Tarefas a cumprir —
1. Reescreva o trecho do documento de origem que começa nas palavras "E nesse segundo" e termina logo após "pelo salário mínimo.", substituindo "petróleo" por "gás natural".
2. Mostre cada linha das entradas em que aparece a palavra "small", diferenciando maiúsculas de minúsculas.

Documento de origem —
Por outro lado, quando existe uma redução na produção por parte das empresas, significa que a capacidade produtiva não está sendo utilizada, ou seja, aumenta a ociosidade, que também gera custos. Portanto, a gestão precisa planejar estratégias que não incorram em custos demasiados, que comprometam a rentabilidade da operação, seja produzir mais/escala para que o custo marginal faça seu trabalho, e assim ela consiga manter preço competitivo, mesmo repassando parte dos aumentos inflacionários recebidos na cadeia, ou então arca com o custo de ociosidade e produz menos, reestruturando a operação, enxugando, desinvestindo.
E nesse segundo trimestre houve um festival de variáveis que impactaram nessa questão: câmbio nas alturas (ruim para quem importa insumos para produção), preço do petróleo (ajudou no custo, pois é essencial em grande parte da cadeia logística), etc., e ajudaram também as políticas do governo referentes aos auxílios em relação à mão de obra (salários). Outro ponto foi o aumento do salário mínimo, apenas da inflação, afinal, como efeito cascata, acaba refletindo nos custos de produção também, tendo em vista que, segundo o Dieese, cerca de 48 milhões de pessoas tem a base de reajuste pelo salário mínimo.

Entradas do conjunto —
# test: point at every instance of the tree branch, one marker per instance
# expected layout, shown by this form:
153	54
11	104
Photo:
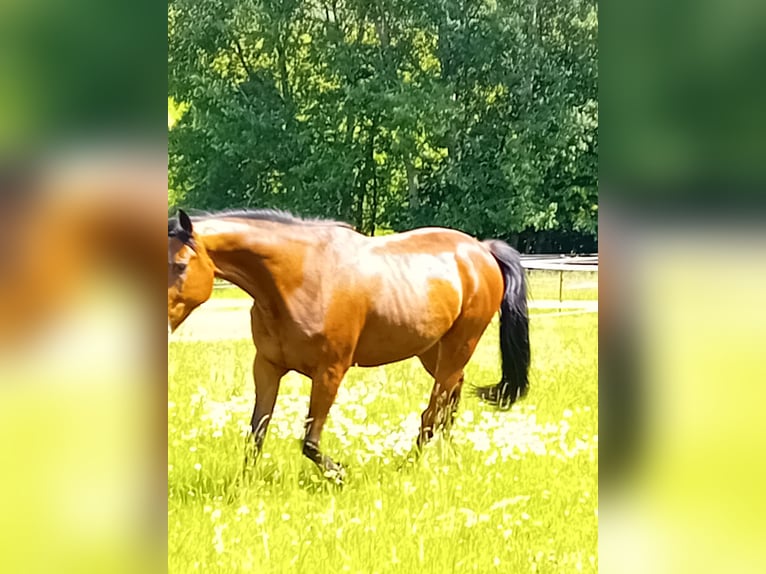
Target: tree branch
240	53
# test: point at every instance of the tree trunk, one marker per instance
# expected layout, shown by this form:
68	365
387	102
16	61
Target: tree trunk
374	209
412	183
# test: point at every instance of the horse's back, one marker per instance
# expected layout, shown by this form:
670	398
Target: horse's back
419	284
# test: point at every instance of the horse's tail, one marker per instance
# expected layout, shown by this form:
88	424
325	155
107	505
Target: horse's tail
514	329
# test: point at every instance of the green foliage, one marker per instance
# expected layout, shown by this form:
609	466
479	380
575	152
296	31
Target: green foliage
509	491
476	115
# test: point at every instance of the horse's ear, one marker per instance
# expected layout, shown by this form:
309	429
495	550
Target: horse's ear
184	221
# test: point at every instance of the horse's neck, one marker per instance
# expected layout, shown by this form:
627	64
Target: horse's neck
250	257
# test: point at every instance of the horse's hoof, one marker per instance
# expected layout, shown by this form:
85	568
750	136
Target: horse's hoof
336	474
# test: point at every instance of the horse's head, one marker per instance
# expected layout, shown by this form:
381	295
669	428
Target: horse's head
190	270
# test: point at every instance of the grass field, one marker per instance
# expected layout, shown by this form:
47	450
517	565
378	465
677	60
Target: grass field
508	492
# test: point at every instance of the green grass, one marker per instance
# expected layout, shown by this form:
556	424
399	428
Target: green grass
509	492
576	285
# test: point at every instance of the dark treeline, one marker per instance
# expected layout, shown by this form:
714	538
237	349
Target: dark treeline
478	115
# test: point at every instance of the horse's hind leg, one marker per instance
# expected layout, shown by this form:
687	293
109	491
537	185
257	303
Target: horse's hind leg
324	388
445	362
267	377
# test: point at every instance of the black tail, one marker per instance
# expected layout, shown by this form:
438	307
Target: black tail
514	329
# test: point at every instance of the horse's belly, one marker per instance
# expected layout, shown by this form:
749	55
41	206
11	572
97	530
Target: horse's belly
399	331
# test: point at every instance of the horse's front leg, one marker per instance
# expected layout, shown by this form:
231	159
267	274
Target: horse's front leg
324	388
267	376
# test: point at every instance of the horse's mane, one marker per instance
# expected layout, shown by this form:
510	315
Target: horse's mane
275	215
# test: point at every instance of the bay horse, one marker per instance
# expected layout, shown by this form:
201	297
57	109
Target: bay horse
327	297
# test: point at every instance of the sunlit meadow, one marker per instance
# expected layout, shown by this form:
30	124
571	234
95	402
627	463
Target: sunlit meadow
509	491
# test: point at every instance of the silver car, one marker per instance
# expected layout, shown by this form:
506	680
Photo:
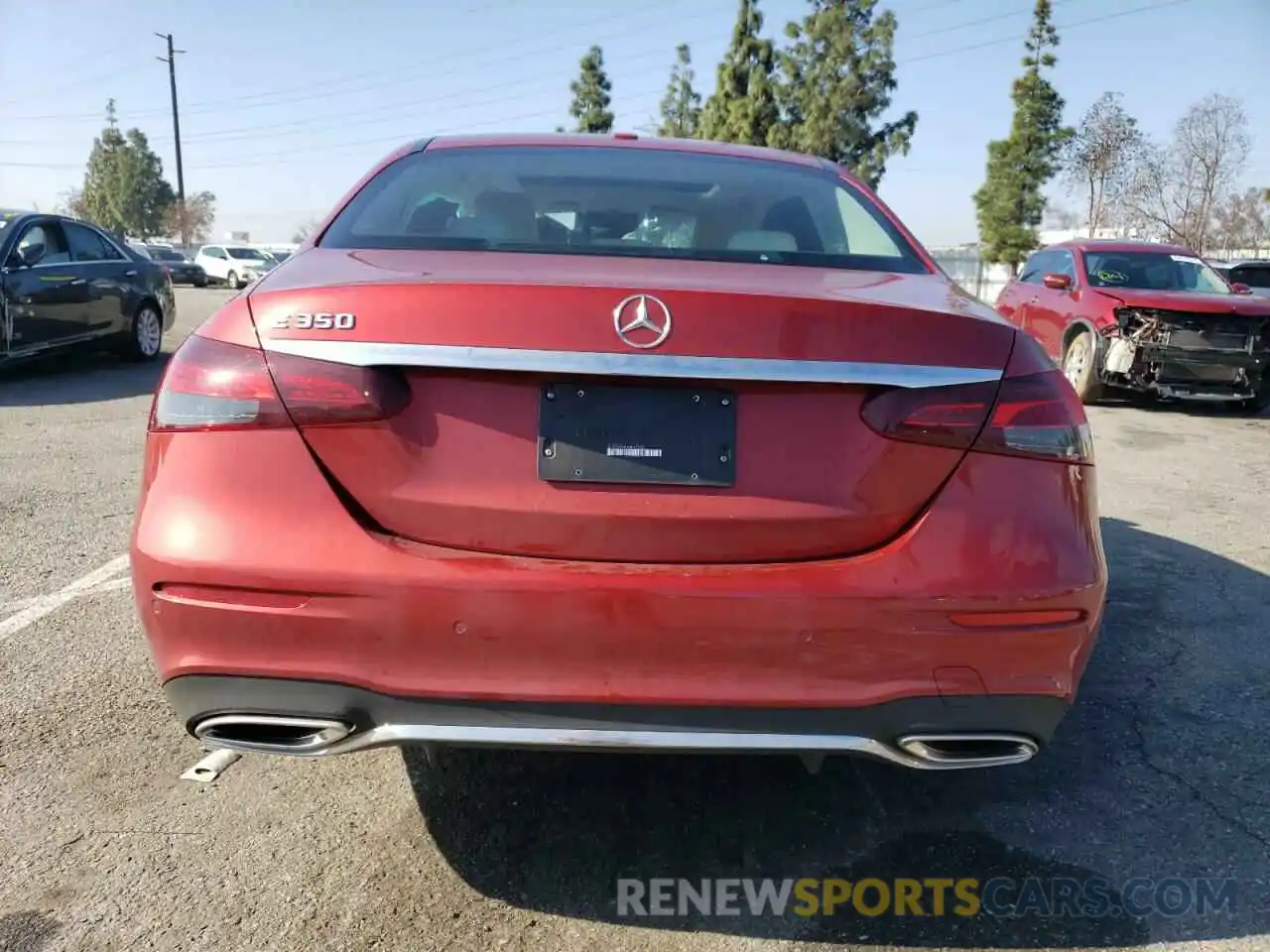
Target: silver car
1254	272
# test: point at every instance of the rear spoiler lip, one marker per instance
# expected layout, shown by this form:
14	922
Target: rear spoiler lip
581	363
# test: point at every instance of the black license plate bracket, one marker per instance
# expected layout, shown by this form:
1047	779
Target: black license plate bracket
630	434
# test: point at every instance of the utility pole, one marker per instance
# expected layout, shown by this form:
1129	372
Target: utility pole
176	130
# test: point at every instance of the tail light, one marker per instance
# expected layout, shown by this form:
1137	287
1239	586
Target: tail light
211	385
1034	416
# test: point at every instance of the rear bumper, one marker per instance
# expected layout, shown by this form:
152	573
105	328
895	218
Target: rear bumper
1010	729
245	565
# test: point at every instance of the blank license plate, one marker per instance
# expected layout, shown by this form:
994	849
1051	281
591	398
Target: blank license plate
666	435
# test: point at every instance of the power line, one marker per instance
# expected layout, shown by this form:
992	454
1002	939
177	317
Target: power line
176	131
395	75
388	112
363	119
285	155
403	137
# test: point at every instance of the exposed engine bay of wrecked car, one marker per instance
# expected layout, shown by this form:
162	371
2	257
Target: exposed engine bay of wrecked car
1188	356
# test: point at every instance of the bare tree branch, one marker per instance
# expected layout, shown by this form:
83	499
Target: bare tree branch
1175	189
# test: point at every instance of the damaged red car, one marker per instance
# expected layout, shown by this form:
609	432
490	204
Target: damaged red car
1147	317
594	442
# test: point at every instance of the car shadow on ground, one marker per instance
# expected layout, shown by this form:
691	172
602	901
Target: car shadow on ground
79	379
1159	774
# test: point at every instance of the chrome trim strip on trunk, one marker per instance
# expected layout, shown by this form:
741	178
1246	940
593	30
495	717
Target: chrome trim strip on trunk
643	365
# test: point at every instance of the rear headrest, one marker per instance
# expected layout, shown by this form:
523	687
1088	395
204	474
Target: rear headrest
513	209
762	241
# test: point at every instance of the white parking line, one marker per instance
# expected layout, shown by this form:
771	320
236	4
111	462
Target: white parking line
36	608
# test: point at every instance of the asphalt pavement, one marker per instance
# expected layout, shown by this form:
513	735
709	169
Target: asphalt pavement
1161	771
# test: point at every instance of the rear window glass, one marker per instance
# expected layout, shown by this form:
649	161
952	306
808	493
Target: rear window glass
638	203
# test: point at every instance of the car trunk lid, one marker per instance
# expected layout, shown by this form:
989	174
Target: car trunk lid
535	428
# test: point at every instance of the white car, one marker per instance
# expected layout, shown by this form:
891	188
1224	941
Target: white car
236	266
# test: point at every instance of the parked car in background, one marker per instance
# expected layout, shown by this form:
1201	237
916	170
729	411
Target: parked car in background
236	266
182	270
1142	316
1252	273
581	442
66	284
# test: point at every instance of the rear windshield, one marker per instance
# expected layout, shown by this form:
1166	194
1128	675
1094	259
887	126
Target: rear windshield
634	203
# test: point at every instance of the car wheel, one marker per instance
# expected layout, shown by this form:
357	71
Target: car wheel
145	335
1080	367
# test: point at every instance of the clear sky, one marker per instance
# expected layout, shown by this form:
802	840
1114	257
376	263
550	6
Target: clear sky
285	104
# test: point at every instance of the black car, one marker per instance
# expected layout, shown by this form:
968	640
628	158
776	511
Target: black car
180	267
66	284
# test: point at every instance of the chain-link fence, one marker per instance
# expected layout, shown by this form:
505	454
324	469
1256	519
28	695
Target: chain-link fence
964	266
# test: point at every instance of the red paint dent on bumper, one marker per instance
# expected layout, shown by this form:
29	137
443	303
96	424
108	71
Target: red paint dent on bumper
324	599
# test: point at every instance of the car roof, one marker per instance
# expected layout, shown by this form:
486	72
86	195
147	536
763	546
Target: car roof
624	140
1124	245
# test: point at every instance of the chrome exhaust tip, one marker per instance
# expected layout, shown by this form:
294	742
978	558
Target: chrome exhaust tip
267	734
964	752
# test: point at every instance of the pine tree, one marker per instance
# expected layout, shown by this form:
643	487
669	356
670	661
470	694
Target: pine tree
838	73
1011	202
125	190
681	105
743	105
590	94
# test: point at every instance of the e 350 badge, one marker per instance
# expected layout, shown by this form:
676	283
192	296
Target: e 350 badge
314	321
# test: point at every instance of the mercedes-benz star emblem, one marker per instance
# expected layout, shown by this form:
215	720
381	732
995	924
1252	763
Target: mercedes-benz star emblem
642	321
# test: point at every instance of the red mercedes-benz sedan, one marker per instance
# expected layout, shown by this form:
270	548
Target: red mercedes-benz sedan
599	442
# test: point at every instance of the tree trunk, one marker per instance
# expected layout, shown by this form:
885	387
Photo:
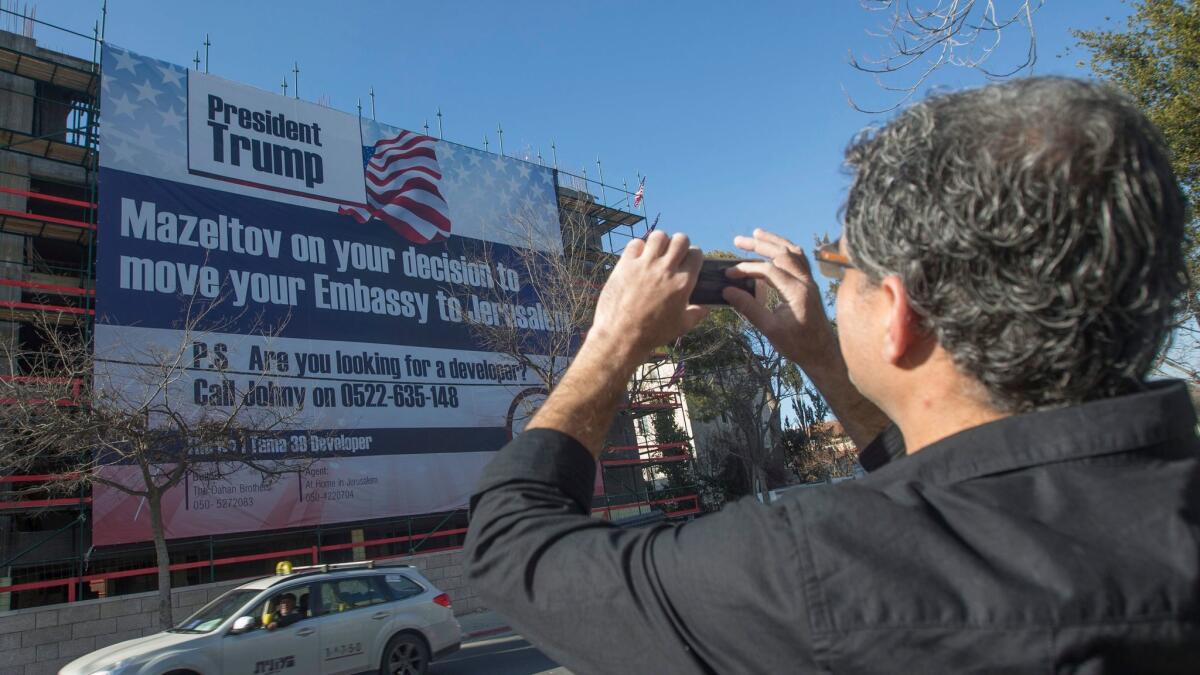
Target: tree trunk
160	548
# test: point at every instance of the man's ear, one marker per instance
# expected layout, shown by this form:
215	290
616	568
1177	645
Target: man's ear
904	335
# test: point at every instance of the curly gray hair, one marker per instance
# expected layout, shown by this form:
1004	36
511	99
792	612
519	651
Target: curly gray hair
1037	228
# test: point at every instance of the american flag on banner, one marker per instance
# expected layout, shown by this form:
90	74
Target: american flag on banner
402	178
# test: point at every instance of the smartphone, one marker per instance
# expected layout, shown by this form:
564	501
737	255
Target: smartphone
712	281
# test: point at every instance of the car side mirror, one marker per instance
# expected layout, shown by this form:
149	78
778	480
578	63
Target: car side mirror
241	625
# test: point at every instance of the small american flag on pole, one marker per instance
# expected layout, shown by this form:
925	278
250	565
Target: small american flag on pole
402	178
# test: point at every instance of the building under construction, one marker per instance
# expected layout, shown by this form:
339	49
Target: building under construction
51	138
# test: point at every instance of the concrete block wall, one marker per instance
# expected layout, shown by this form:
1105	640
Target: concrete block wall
40	640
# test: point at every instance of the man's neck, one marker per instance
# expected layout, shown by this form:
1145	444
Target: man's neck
941	411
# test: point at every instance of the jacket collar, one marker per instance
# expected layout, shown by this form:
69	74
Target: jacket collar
1121	424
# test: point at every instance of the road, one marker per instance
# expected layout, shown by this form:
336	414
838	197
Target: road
503	655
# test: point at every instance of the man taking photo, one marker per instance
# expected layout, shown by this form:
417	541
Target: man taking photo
1011	263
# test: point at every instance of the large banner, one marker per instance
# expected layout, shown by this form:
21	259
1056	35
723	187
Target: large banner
343	262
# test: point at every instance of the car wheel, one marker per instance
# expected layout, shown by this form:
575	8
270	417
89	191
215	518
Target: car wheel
406	655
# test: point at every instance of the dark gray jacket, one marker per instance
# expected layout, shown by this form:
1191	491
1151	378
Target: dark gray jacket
1055	542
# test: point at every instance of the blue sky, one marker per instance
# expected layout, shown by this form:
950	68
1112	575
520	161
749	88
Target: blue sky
737	113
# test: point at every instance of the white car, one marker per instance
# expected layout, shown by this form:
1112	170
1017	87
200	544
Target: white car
352	617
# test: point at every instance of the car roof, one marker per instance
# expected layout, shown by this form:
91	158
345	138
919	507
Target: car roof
323	572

Resultados —
1.
E nesse segundo trimestre houve um festival de variáveis que impactaram nessa questão: câmbio nas alturas (ruim para quem importa insumos para produção), preço do gás natural (ajudou no custo, pois é essencial em grande parte da cadeia logística), etc., e ajudaram também as políticas do governo referentes aos auxílios em relação à mão de obra (salários). Outro ponto foi o aumento do salário mínimo, apenas da inflação, afinal, como efeito cascata, acaba refletindo nos custos de produção também, tendo em vista que, segundo o Dieese, cerca de 48 milhões de pessoas tem a base de reajuste pelo salário mínimo.

2.
# test: point at every instance of the small american flag on pole, one marker per instance
Target: small american flag on pole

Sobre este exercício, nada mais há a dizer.